What the task requires ▸
Output every entry verbatim.

Supplied data ▸
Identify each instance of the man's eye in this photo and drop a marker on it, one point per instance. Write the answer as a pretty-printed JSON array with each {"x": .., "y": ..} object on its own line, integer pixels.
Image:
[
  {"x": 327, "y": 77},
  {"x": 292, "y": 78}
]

Solution for this problem ▸
Identify each instance of the man's eye in this photo and drop a marker on it, one point per instance. Write the answer as a pretty-printed JSON array with each {"x": .., "y": ..} object on its own line, integer pixels.
Image:
[
  {"x": 327, "y": 77},
  {"x": 292, "y": 78}
]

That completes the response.